__Work task__: Reprint every line of the data, keeping each character intact.

[Opening Data to use section]

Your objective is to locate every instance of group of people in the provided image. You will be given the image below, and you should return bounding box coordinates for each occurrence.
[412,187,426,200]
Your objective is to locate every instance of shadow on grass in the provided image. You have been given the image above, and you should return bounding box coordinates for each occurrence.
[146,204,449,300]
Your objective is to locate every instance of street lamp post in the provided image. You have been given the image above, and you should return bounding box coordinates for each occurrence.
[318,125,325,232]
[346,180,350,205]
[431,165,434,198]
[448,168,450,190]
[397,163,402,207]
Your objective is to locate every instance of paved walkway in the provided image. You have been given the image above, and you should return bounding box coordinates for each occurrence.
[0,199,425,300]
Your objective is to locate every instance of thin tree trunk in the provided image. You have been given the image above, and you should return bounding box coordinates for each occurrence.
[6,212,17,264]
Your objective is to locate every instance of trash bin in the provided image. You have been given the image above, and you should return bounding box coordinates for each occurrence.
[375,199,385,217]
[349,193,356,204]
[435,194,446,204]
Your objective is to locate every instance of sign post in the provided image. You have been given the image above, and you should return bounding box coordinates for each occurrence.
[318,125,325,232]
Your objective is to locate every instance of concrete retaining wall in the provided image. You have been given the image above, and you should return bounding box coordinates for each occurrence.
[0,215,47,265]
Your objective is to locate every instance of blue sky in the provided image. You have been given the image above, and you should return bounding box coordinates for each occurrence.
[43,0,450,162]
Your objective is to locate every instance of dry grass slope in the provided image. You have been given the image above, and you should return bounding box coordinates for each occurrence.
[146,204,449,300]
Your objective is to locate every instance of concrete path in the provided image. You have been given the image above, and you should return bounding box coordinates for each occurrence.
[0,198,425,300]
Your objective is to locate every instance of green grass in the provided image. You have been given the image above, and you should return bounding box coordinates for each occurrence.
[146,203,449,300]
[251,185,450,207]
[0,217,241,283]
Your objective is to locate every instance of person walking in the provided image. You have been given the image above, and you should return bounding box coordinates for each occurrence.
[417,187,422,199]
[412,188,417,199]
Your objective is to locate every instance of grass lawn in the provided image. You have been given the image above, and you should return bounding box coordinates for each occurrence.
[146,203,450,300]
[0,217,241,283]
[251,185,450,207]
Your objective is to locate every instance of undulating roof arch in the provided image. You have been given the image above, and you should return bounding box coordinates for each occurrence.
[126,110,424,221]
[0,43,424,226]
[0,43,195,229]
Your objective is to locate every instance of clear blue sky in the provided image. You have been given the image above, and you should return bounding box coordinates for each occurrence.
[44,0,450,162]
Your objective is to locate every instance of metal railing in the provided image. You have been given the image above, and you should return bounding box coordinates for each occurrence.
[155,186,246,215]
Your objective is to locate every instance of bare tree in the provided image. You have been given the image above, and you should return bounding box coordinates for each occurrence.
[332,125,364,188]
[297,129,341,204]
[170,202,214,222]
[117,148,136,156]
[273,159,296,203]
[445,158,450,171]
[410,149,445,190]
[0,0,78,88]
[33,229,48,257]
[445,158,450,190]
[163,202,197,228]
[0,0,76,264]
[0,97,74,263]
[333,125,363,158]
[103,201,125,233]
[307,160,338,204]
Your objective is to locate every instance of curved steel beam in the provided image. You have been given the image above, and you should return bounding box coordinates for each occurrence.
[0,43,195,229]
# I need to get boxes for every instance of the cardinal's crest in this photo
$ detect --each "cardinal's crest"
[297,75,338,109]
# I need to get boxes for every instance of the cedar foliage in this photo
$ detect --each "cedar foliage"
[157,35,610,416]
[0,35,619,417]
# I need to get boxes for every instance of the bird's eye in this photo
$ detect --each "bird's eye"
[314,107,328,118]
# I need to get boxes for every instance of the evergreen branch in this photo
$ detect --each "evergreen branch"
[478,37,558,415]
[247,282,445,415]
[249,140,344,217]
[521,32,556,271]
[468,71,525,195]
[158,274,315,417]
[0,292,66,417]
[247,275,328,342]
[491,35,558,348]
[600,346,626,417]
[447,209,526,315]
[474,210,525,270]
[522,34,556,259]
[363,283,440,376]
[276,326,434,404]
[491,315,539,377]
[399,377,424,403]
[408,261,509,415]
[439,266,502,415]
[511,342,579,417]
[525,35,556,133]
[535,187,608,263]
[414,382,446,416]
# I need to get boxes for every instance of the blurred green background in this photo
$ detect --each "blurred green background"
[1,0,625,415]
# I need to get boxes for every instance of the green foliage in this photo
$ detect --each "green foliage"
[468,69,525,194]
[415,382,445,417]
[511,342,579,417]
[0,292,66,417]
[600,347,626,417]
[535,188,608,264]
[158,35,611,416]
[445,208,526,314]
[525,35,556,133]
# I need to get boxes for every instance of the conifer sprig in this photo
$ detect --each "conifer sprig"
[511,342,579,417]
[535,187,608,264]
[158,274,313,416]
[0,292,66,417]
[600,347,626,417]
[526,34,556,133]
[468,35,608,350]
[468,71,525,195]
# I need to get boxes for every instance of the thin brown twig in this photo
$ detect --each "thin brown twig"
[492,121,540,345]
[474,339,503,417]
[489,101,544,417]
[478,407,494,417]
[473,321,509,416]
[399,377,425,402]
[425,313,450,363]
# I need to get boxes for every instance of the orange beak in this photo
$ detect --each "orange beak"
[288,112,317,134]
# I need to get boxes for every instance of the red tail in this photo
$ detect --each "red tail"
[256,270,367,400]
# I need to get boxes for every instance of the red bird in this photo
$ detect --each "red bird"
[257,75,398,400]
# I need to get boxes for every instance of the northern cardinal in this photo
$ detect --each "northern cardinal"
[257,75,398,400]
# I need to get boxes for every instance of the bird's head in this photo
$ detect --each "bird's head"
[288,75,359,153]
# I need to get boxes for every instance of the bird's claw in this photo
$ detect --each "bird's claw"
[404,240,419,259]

[Closing Data to use section]

__Response to this exercise__:
Your objective is to locate every instance of group of people in the provided image. You will be given the image below, and you should return bounding box coordinates for each occurrence.
[412,187,426,200]
Your objective is to locate every instance of shadow on grass in the provided image. You have been given the image above, and you should return bounding box coordinates for each occurrence.
[146,204,449,300]
Your objective is to locate every instance of street lamp post in the provided image. You have been given the image above, and you should return bounding box coordinates for each occurrence.
[318,125,325,232]
[346,180,350,205]
[431,165,434,198]
[448,168,450,190]
[397,163,402,207]
Your objective is to locate every instance of paved walkway in the provided image. You have been given the image above, and you should return bounding box coordinates for each occurrence.
[0,199,425,300]
Your objective is to locate every instance of thin tree trunk in the provided image. You have been given the image above, and you should return bounding box coordinates for each occurrence.
[6,212,17,264]
Your objective is to locate every instance of trash bin in the provided image. You have been given the image above, and you should return bounding box coordinates for each occurrence.
[375,199,385,217]
[349,193,356,204]
[435,194,446,204]
Your objective is to locate every instance of sign post in the provided image. You have been given the image above, and you should return bounding box coordinates for each occurrence.
[318,125,325,232]
Your objective is to locate every instance of concrete retaining wall in the provided image. You have been given the image above, and you should return bounding box coordinates for each occurrence.
[0,215,47,265]
Your objective is to locate every instance of blue sky in the provided image. You have been given the image above, and you should return bounding box coordinates for each occurrence.
[43,0,450,162]
Your objective is to locate every instance of dry grass slope in the provided image. You have been given the image above, and you should return bounding box coordinates for each occurrence.
[146,204,449,300]
Your objective is to locate every instance of concrete path in the provided image. You have been given the image above, and you should return bounding box coordinates for each occurrence.
[0,198,425,300]
Your objective is to locate every instance of green grass in the provided image. You have been given the image above, and you should return bounding box coordinates for each occurrence.
[146,203,449,300]
[251,185,450,207]
[0,217,241,283]
Your objective is to locate every instance of person walking in the provided image. You have been given the image above, and you should return bounding box coordinates for each occurrence.
[417,187,422,199]
[412,188,417,199]
Your objective is to locate every instance of grass lawn in the provided image. You have been given the image above, and you should return bounding box coordinates for each occurrence.
[146,203,450,300]
[0,217,241,283]
[251,185,450,207]
Your objective is to locate every instance of undulating roof arch in the provided image. You have been given the image above, and you should return bounding box coordinates for each occurrence.
[126,110,424,221]
[0,43,424,226]
[0,43,195,229]
Your objective is to locate every instance of clear blue sky in the provided image. You have been given the image above, and you should return bounding box coordinates for each occurrence.
[44,0,450,162]
Your objective is to locate every instance of metal railing in the provided image. You have been given the image above, and you should return bounding box coordinates for each occurrence.
[155,186,246,215]
Your objective is to locate every instance of bare tree in the provided image. You have been given the image above, and you should return bounding box coordinates for each occurrence.
[332,125,364,188]
[297,129,341,204]
[170,202,214,222]
[117,148,136,156]
[273,159,296,203]
[445,158,450,171]
[410,149,445,190]
[0,0,78,88]
[33,229,48,257]
[445,158,450,190]
[163,202,197,228]
[0,0,76,264]
[0,97,74,263]
[333,125,363,158]
[103,201,125,233]
[307,160,338,204]
Your objective is to locate every instance of curved steel beam in the provided image. You have been given the image above, and you should return bounding box coordinates for each occurrence.
[0,43,195,229]
# I need to get boxes for every instance of the cardinal's crest in this photo
$ detect --each "cardinal's crest"
[297,75,338,109]
# I need to get boxes for every instance of the cedar foliage in this photo
$ detect --each "cedar foliage"
[157,35,610,416]
[0,35,619,417]
# I need to get boxes for every instance of the bird's eye in this photo
$ detect --each "bird's eye"
[314,107,328,118]
# I need to get boxes for every instance of the evergreen branch in this photo
$ detect --each "evergreen branch"
[478,37,558,415]
[247,282,445,415]
[249,140,344,217]
[521,32,556,271]
[468,71,525,195]
[158,274,315,417]
[0,292,66,417]
[247,275,328,342]
[491,35,558,348]
[600,346,626,417]
[447,209,526,315]
[474,210,525,270]
[522,34,556,259]
[363,283,440,376]
[276,326,434,404]
[491,315,539,377]
[399,377,424,403]
[408,261,509,415]
[439,266,502,415]
[511,342,579,417]
[525,35,556,133]
[535,187,608,263]
[414,382,446,416]
# I need to get boxes for every instance of the blurred green background in this photo
$ detect --each "blurred green background"
[1,0,625,415]
# I need to get boxes for every instance of the green foliage in this photo
$ detect --each "green foliage"
[468,69,525,194]
[415,382,445,417]
[511,342,579,417]
[0,292,66,417]
[600,347,626,417]
[535,188,608,264]
[158,35,611,416]
[445,208,526,314]
[525,35,556,133]
# I need to get boxes for every instance of the conifer sprig in this photo
$ detect --each "conifer sprig"
[511,342,579,417]
[535,187,608,264]
[158,274,313,416]
[0,292,66,417]
[600,347,626,417]
[526,34,556,133]
[468,35,608,350]
[468,71,525,195]
# I need to get boxes for every instance of the thin brown twig in this photo
$ detect --each "thin brown twig"
[492,121,540,345]
[474,339,503,417]
[489,101,544,417]
[478,407,494,417]
[473,321,509,416]
[399,377,425,402]
[425,313,450,363]
# I need to get boxes for every instance of the orange beak in this photo
$ detect --each "orange beak"
[288,112,317,134]
# I need to get boxes for every instance of the red tail in this photo
$ detect --each "red tail"
[256,270,367,400]
# I need to get boxes for every instance of the red bird in this photo
$ detect --each "red bird"
[257,75,398,400]
# I need to get boxes for every instance of the northern cardinal in this photo
$ detect --each "northern cardinal"
[257,75,398,400]
# I need to get boxes for every instance of the bird's head in this photo
$ detect --each "bird's head"
[288,75,359,153]
# I need to get boxes for every instance of the bird's claw in this photo
$ detect --each "bird's claw"
[404,240,419,259]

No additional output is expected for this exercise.